Textauszug:
Berlin. .

Entlassene, aber weiter als gefährlich geltende Straftäter sollen elektronisch überwacht werden. Die Bundesregierung hat am Mittwoch beschlossen, die Sicherungsverwahrung neu zu regeln. Ein EU-Gericht hatte das lebenslange Wegsperren verboten.

Gefährliche Straftäter sollen demnächst nach ihrer Haftentlassung offenbar mit einer Art elektronischer Fußfessel überwacht werden. Bundesjustizministerin Sabine Leutheusser-Schnarrenberger legte dem Bundeskabinett einen Vorschlag für eine „elektronische Aufenthaltsüberwachung“ vor, etwa eine elektronische Fußfessel. Bisher konnten gefährliche Täter auf Anordnung von Richtern in Sicherungsverwahrung in Haft bleiben. Der Europäische Menschenrechtsgerichtshof stoppte die Praxis aber in vielen Altfällen.

Die Ministerriege unter Leitung von Kanzlerin Angela Merkel wollte die Vorschläge am Mittwoch beschließen. Im Deutschlandradio Kultur sagte die FDP-Politikerin Leutheusser-Schnarrenberger, mit der Neuordnung der Sicherungsverwahrung werde ein Vorhaben aus dem Koalitionsvertrag erfüllt. Das Strafrecht kenne das lebenslängliche Wegsperren nicht. „Aber wir müssen uns ja verantwortungsbewusst damit befassen, was machen wir mit wirklich sehr, sehr gefährlichen Tätern“, sagte sie.

Deine Aufgaben:
a) Zähle alle Einrichtungen auf, die im Textauszug über die Sicherungsverwahrung mit Namen genannt werden, etwa Gerichte, Regierungsstellen, Sender und Parteien.
b) Was für eine Überwachung hat die Bundesjustizministerin laut dem Textauszug dem Bundeskabinett vorgeschlagen?
c) Schreib den Textauszug über die Neuregelung der Sicherungsverwahrung nach dem letzten Satz weiter.

Vorliegende Daten:
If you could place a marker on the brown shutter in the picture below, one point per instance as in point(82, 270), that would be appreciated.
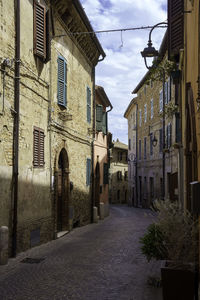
point(48, 37)
point(38, 147)
point(175, 26)
point(41, 149)
point(39, 29)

Die Antworten:
a) Bundesregierung, EU-Gericht, Bundeskabinett, Europäischer Menschenrechtsgerichtshof, Deutschlandradio Kultur, FDP

b) Eine „elektronische Aufenthaltsüberwachung“, etwa eine elektronische Fußfessel.

c)
Polizeigewerkschaft sieht Fußfessel skeptisch

Eine elektronische Überwachungsmöglichkeit werde nötig, wenn als Konsequenz aus dem Urteil des Europäischen Menschenrechtsgerichtshofs, gefährliche Menschen aus der Sicherungsverwahrung entlassen werden müssten. Das Gericht hatte im Dezember deutsche Regelungen für die nachträgliche Sicherungsverwahrung für rechtswidrig erklärt.

Nach dem Urteil sei klar: „Es sind Menschen jetzt in Sicherungsverwahrung, also immer weggesperrt nach Haftverbüßung, und das ist nicht rechtmäßig“, sagte die Ministerin. In Deutschland müssten demnach 70 bis 80 Menschen möglicherweise entlassen werden. Damit könne es zu schwierigen Situationen kommen. Technisch sei es möglich, dass die elektronische Überwachung Alarm bei Polizeibeamten auslöse, wenn sich ein gefährlicher Mensch einem Kindergarten oder einer Schule nähere.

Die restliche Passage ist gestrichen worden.